> **What you need to do**
Please reproduce each of the following entries line for line, with nothing altered.
######
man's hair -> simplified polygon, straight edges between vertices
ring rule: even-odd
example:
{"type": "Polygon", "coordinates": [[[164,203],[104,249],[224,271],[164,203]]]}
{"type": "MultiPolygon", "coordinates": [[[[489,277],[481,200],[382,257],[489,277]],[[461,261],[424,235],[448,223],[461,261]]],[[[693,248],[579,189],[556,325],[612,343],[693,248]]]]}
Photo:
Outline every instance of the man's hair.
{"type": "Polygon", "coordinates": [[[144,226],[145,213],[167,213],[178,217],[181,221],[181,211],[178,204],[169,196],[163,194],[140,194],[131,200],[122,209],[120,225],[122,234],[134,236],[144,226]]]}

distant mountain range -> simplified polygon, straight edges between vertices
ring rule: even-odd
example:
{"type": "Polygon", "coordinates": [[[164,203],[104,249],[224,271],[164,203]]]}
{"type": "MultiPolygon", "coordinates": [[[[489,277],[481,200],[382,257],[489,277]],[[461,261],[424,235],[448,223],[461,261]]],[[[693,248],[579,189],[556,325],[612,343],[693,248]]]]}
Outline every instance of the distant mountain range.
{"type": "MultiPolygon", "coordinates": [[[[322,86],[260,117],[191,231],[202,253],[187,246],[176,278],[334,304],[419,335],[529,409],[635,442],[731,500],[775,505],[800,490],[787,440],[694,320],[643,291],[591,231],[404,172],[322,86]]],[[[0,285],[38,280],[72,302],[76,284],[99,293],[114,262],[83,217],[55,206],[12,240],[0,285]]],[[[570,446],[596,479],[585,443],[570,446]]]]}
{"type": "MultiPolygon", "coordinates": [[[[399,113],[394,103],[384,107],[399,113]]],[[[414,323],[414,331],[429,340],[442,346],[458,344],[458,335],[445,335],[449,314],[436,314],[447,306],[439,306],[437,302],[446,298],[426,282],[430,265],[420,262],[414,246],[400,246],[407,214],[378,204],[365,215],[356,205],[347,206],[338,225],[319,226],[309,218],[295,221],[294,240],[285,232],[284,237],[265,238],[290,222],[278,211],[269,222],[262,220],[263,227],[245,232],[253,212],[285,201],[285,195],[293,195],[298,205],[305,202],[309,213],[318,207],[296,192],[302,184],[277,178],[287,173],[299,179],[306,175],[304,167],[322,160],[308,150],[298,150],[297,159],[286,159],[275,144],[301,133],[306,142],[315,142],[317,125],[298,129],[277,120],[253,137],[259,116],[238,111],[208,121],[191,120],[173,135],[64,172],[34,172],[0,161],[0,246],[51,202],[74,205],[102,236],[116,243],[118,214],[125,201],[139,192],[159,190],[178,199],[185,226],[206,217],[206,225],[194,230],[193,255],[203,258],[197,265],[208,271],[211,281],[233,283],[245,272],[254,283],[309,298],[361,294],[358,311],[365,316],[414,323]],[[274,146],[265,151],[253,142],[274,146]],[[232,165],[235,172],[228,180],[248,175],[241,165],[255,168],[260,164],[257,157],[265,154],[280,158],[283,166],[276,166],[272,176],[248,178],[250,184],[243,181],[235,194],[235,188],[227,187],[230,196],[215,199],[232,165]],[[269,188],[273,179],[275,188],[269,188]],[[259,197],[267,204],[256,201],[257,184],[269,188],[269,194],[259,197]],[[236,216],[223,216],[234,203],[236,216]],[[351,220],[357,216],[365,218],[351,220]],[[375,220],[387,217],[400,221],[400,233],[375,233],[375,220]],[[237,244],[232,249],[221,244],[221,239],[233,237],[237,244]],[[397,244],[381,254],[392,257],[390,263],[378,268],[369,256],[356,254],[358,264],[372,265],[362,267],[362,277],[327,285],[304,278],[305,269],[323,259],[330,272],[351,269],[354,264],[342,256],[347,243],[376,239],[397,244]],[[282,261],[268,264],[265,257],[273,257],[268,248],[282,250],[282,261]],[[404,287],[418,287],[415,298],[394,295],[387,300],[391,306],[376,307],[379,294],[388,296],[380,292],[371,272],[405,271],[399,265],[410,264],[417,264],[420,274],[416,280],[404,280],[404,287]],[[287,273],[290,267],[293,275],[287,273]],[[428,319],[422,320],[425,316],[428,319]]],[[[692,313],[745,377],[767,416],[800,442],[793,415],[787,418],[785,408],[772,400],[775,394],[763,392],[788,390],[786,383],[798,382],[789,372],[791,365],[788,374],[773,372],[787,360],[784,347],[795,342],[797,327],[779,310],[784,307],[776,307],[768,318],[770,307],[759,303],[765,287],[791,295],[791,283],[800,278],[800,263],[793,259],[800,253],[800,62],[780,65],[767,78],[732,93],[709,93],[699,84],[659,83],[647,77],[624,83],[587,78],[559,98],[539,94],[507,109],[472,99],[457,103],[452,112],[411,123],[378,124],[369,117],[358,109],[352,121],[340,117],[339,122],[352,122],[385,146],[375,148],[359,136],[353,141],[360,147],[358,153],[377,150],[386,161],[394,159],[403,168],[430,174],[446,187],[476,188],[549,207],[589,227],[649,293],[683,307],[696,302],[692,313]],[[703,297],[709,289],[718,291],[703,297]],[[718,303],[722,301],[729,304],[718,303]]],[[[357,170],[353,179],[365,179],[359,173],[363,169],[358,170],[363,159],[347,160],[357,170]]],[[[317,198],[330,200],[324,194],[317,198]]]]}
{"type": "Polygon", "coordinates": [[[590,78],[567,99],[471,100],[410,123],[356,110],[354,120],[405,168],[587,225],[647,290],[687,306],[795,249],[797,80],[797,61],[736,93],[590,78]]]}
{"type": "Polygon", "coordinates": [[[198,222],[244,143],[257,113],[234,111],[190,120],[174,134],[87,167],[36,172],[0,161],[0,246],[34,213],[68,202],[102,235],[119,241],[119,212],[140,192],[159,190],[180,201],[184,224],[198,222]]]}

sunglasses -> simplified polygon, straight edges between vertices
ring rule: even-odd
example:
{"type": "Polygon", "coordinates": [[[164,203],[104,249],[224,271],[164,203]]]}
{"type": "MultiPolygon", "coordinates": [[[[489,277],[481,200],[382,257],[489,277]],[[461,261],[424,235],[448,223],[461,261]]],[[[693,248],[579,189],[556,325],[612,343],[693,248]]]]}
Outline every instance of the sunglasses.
######
> **The reply**
man's hair -> simplified polygon, straight edges between vertices
ring rule: even-odd
example:
{"type": "Polygon", "coordinates": [[[164,203],[104,249],[224,271],[164,203]]]}
{"type": "MultiPolygon", "coordinates": [[[[489,277],[481,200],[382,257],[489,277]],[[461,261],[424,235],[448,223],[461,261]]],[[[693,248],[579,189],[556,325],[612,343],[693,248]]]]}
Photo:
Outline every instance of the man's hair.
{"type": "Polygon", "coordinates": [[[144,226],[145,213],[167,213],[178,217],[181,221],[181,211],[178,204],[169,196],[163,194],[140,194],[131,200],[122,209],[120,225],[122,234],[134,236],[144,226]]]}

distant mountain range -> simplified polygon, straight edges between vertices
ring rule: even-odd
example:
{"type": "Polygon", "coordinates": [[[164,203],[104,249],[224,271],[164,203]]]}
{"type": "MultiPolygon", "coordinates": [[[[489,277],[481,200],[382,257],[489,277]],[[461,261],[424,235],[448,223],[461,261]]],[[[693,248],[579,189],[556,325],[612,343],[693,248]]]]}
Outline every instance of the distant mountain range.
{"type": "MultiPolygon", "coordinates": [[[[322,86],[260,117],[191,231],[202,253],[187,246],[176,278],[334,304],[419,335],[529,409],[635,442],[731,500],[775,505],[800,490],[787,440],[694,320],[643,291],[591,231],[404,172],[322,86]]],[[[0,285],[38,280],[72,302],[76,284],[99,293],[114,262],[83,217],[55,206],[12,240],[0,285]]],[[[570,446],[596,479],[585,443],[570,446]]]]}
{"type": "MultiPolygon", "coordinates": [[[[399,113],[394,103],[384,107],[399,113]]],[[[414,323],[414,331],[429,340],[442,346],[458,344],[458,335],[445,335],[449,314],[436,314],[447,306],[439,306],[437,302],[446,298],[426,282],[430,265],[420,262],[414,246],[400,246],[407,214],[378,204],[365,215],[356,205],[347,206],[338,225],[319,226],[309,218],[295,221],[294,240],[285,232],[284,237],[265,238],[290,222],[278,211],[269,222],[262,220],[263,227],[245,232],[253,212],[285,201],[285,195],[293,195],[298,205],[305,202],[309,213],[318,207],[296,192],[302,184],[277,178],[287,173],[299,179],[306,175],[304,167],[322,160],[308,150],[298,150],[297,159],[286,159],[275,144],[301,133],[306,142],[315,142],[317,125],[298,129],[277,120],[253,137],[259,116],[238,111],[208,121],[191,120],[173,135],[64,172],[34,172],[0,161],[0,246],[51,202],[74,205],[102,236],[116,243],[118,214],[125,201],[139,192],[159,190],[178,199],[185,226],[206,217],[206,225],[194,230],[193,255],[203,258],[197,265],[208,271],[211,281],[233,283],[245,272],[254,283],[309,298],[361,294],[358,311],[365,316],[414,323]],[[274,146],[265,151],[253,142],[274,146]],[[232,165],[235,172],[228,180],[248,175],[241,165],[255,168],[260,164],[257,157],[265,154],[280,158],[283,166],[276,166],[272,176],[248,178],[250,184],[243,181],[235,194],[235,188],[227,187],[230,196],[215,199],[232,165]],[[269,188],[273,179],[275,188],[269,188]],[[259,197],[267,204],[256,201],[257,184],[269,188],[269,194],[259,197]],[[236,216],[223,216],[234,203],[236,216]],[[351,220],[357,216],[365,218],[351,220]],[[375,220],[387,217],[400,221],[400,233],[375,233],[375,220]],[[237,244],[232,249],[221,244],[221,239],[233,237],[237,244]],[[397,244],[381,254],[392,257],[390,263],[378,268],[369,256],[356,254],[358,264],[372,265],[362,267],[362,277],[327,285],[304,278],[305,269],[323,259],[330,272],[351,269],[354,264],[342,256],[347,243],[376,239],[397,244]],[[282,261],[268,264],[265,257],[273,257],[268,248],[282,250],[282,261]],[[404,287],[418,287],[415,298],[394,295],[387,300],[391,306],[376,307],[379,294],[388,296],[380,292],[371,272],[405,271],[399,265],[410,264],[417,264],[420,274],[416,280],[404,280],[404,287]],[[287,273],[290,267],[293,275],[287,273]],[[428,319],[422,320],[425,316],[428,319]]],[[[692,313],[745,377],[767,416],[800,442],[793,415],[787,418],[785,408],[772,400],[775,394],[763,392],[788,390],[786,383],[798,382],[789,372],[791,365],[788,374],[773,372],[787,360],[784,347],[795,342],[797,327],[779,310],[784,307],[776,307],[768,318],[770,307],[759,303],[765,287],[791,295],[791,283],[800,278],[800,263],[793,259],[800,253],[800,62],[780,65],[767,78],[732,93],[709,93],[699,84],[659,83],[647,77],[624,83],[587,78],[559,98],[539,94],[507,109],[472,99],[457,103],[452,112],[411,123],[378,124],[369,117],[358,109],[352,121],[340,117],[339,122],[352,122],[385,146],[375,148],[359,136],[353,141],[360,147],[358,153],[377,150],[386,161],[394,159],[403,168],[430,174],[446,187],[476,188],[549,207],[589,227],[649,293],[683,307],[696,302],[692,313]],[[703,297],[709,289],[718,291],[703,297]],[[718,303],[722,301],[729,304],[718,303]]],[[[357,170],[353,179],[365,179],[359,173],[363,169],[358,170],[363,159],[347,160],[357,170]]],[[[317,198],[330,200],[324,194],[317,198]]]]}
{"type": "Polygon", "coordinates": [[[590,78],[567,99],[471,100],[410,123],[356,110],[354,120],[405,168],[587,225],[647,290],[687,306],[795,249],[797,80],[797,61],[736,93],[590,78]]]}
{"type": "Polygon", "coordinates": [[[198,222],[244,143],[257,113],[234,111],[190,120],[174,134],[87,167],[36,172],[0,161],[0,246],[34,213],[68,202],[102,235],[119,241],[119,212],[140,192],[159,190],[180,201],[184,224],[198,222]]]}

sunglasses -> simplified polygon, straight edges between vertices
ring rule: even-odd
example:
{"type": "Polygon", "coordinates": [[[164,203],[104,249],[224,271],[164,203]]]}
{"type": "MultiPolygon", "coordinates": [[[[489,277],[481,200],[382,257],[489,277]],[[461,261],[424,235],[448,223],[461,261]]],[[[693,248],[579,189],[556,325],[612,343],[693,248]]]]}
Outline every instance of the sunglasses.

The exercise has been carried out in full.